* **EXERCISE**
Copy the items below, swapping "exactly one point" for "a single point" throughout and leaving everything else as it is.

Dataset entries
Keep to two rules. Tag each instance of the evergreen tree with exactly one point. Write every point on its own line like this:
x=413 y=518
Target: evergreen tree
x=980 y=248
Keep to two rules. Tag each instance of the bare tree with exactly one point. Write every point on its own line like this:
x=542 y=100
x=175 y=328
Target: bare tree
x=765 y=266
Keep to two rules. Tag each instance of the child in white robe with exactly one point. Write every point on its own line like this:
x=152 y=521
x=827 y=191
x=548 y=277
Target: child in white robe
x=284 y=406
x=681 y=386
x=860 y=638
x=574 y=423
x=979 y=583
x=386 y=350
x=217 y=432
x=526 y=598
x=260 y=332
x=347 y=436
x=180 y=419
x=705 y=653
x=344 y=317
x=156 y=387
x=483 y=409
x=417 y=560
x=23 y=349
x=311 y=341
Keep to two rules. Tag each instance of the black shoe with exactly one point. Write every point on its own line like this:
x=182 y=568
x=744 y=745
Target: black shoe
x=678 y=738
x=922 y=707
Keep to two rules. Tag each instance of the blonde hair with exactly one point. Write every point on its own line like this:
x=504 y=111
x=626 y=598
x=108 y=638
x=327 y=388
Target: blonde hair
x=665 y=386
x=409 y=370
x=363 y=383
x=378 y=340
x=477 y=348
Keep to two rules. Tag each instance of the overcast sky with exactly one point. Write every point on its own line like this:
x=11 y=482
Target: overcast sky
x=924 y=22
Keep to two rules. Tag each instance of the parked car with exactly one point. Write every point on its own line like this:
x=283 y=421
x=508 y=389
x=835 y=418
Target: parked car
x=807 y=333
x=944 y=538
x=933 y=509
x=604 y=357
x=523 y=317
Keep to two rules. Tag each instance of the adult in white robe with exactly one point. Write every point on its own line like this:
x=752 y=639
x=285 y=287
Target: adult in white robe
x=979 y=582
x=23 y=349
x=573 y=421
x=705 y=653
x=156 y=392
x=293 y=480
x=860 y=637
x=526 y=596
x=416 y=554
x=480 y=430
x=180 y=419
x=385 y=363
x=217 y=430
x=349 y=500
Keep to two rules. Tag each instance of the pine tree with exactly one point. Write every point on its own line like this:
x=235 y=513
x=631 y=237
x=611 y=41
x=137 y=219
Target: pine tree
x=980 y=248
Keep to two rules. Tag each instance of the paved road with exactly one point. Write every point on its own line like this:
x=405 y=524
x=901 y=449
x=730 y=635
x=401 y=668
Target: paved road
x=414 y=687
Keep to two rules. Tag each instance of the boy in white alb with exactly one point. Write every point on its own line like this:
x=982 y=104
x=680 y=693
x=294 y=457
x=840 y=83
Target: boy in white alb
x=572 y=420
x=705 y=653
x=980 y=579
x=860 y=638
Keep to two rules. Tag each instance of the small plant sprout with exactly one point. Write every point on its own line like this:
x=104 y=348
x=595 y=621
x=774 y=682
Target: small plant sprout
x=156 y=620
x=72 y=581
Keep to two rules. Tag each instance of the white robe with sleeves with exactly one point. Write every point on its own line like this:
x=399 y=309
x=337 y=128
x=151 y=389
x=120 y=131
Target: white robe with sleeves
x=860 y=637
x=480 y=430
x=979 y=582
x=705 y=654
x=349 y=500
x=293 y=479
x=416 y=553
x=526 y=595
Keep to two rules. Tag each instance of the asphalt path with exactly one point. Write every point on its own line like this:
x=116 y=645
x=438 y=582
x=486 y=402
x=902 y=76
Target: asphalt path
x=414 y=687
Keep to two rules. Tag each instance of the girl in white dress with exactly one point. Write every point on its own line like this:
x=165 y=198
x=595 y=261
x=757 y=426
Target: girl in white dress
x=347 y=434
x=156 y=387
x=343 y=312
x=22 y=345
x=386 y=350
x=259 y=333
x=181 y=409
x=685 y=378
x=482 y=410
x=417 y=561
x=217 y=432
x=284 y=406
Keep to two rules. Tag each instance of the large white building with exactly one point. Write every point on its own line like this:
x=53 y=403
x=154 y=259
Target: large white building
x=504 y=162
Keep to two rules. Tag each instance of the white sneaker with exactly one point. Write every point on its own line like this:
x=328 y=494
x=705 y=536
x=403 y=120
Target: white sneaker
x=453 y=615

* **FULL ANSWER**
Keep to two rules. Tag each instance of the evergreen tree with a single point. Write every point on its own line like this:
x=413 y=518
Target: evergreen tree
x=980 y=248
Keep to two rules. Tag each instance of the bare tree with a single point. Write every point on its own line like this:
x=542 y=100
x=175 y=328
Target: bare tree
x=765 y=266
Keep to two rules. Tag each instance of the child in white robe with a single point. Write every point on its own line like this:
x=152 y=521
x=827 y=191
x=548 y=277
Target: child in white robe
x=284 y=406
x=681 y=386
x=860 y=638
x=574 y=423
x=979 y=583
x=386 y=350
x=217 y=432
x=526 y=598
x=260 y=332
x=347 y=436
x=180 y=419
x=705 y=653
x=344 y=317
x=156 y=387
x=483 y=409
x=417 y=560
x=23 y=349
x=311 y=341
Keep to two rules. Tag each instance of the black shoe with a single point. Write every point on its own line like this:
x=182 y=568
x=744 y=745
Target: black shoe
x=678 y=738
x=922 y=707
Keep to two rules. Tag each instance of the blonde hair with a single point. Write every point on its own line like this:
x=504 y=111
x=626 y=598
x=108 y=638
x=327 y=388
Target: blonde hair
x=665 y=386
x=409 y=370
x=363 y=383
x=378 y=340
x=477 y=348
Keep to two rules. Tag each instance of the overcast sky with a single point. Write every point on its own line like this:
x=11 y=482
Target: overcast sky
x=924 y=22
Keep to two rules. Tag each instance of the parked car with a single point. Write every point on its own line like this:
x=283 y=421
x=508 y=389
x=835 y=418
Target: parked car
x=807 y=333
x=944 y=538
x=933 y=509
x=604 y=357
x=523 y=317
Keep to two rules. Tag each instance of the adult in white robe with a single point. Write every point on its own line like this:
x=752 y=639
x=285 y=287
Target: adult in white robe
x=979 y=582
x=23 y=349
x=573 y=421
x=705 y=653
x=156 y=392
x=293 y=480
x=860 y=637
x=526 y=596
x=416 y=554
x=480 y=430
x=180 y=419
x=385 y=363
x=217 y=430
x=349 y=500
Keep to two rules. Tag each instance of the pine tree with a single point. Write every point on its own line like this:
x=235 y=513
x=631 y=237
x=611 y=41
x=137 y=219
Target: pine tree
x=980 y=248
Keep to two rules. Tag each instance of the paved road with a single point. Write every point on its own line like this:
x=405 y=524
x=901 y=449
x=730 y=635
x=401 y=668
Target: paved road
x=414 y=687
Keep to two rules. Tag each instance of the boy in white alb with a single point. Write every point on its own line like this:
x=982 y=104
x=680 y=693
x=294 y=457
x=840 y=83
Target: boy in white alb
x=572 y=420
x=705 y=653
x=980 y=579
x=860 y=638
Keep to two rules. Tag each instance of the small plant sprout with a single point. Write every point on its own line like this:
x=104 y=348
x=595 y=621
x=774 y=682
Target: small plant sprout
x=156 y=620
x=72 y=581
Keep to two rules. Tag each instance of the white robe with sleeves with a single point. Write every point on its own line like this:
x=399 y=309
x=337 y=128
x=151 y=389
x=120 y=131
Target: white robe with sleeves
x=860 y=637
x=480 y=430
x=979 y=582
x=705 y=654
x=349 y=500
x=293 y=479
x=416 y=553
x=526 y=595
Keep to two rules. Tag each instance of the asphalt path with a single point. Write every point on its own line like this:
x=116 y=645
x=438 y=582
x=486 y=402
x=902 y=76
Target: asphalt path
x=414 y=687
Keep to two rules. Tag each instance of the girl in white dress with a single point. Write every point on its own line like this:
x=165 y=198
x=595 y=261
x=757 y=426
Target: girl in white dress
x=347 y=434
x=156 y=387
x=343 y=312
x=22 y=345
x=386 y=350
x=259 y=333
x=181 y=409
x=685 y=378
x=482 y=410
x=417 y=561
x=217 y=432
x=284 y=406
Keep to two rules. Tag each instance of the large white building with a single point. Write every point on its own line like this:
x=53 y=403
x=154 y=259
Target: large white building
x=504 y=162
Keep to two rules. Tag each instance of the white sneaker with a single point. Write every point on its own line like this:
x=328 y=494
x=705 y=536
x=403 y=120
Target: white sneaker
x=453 y=615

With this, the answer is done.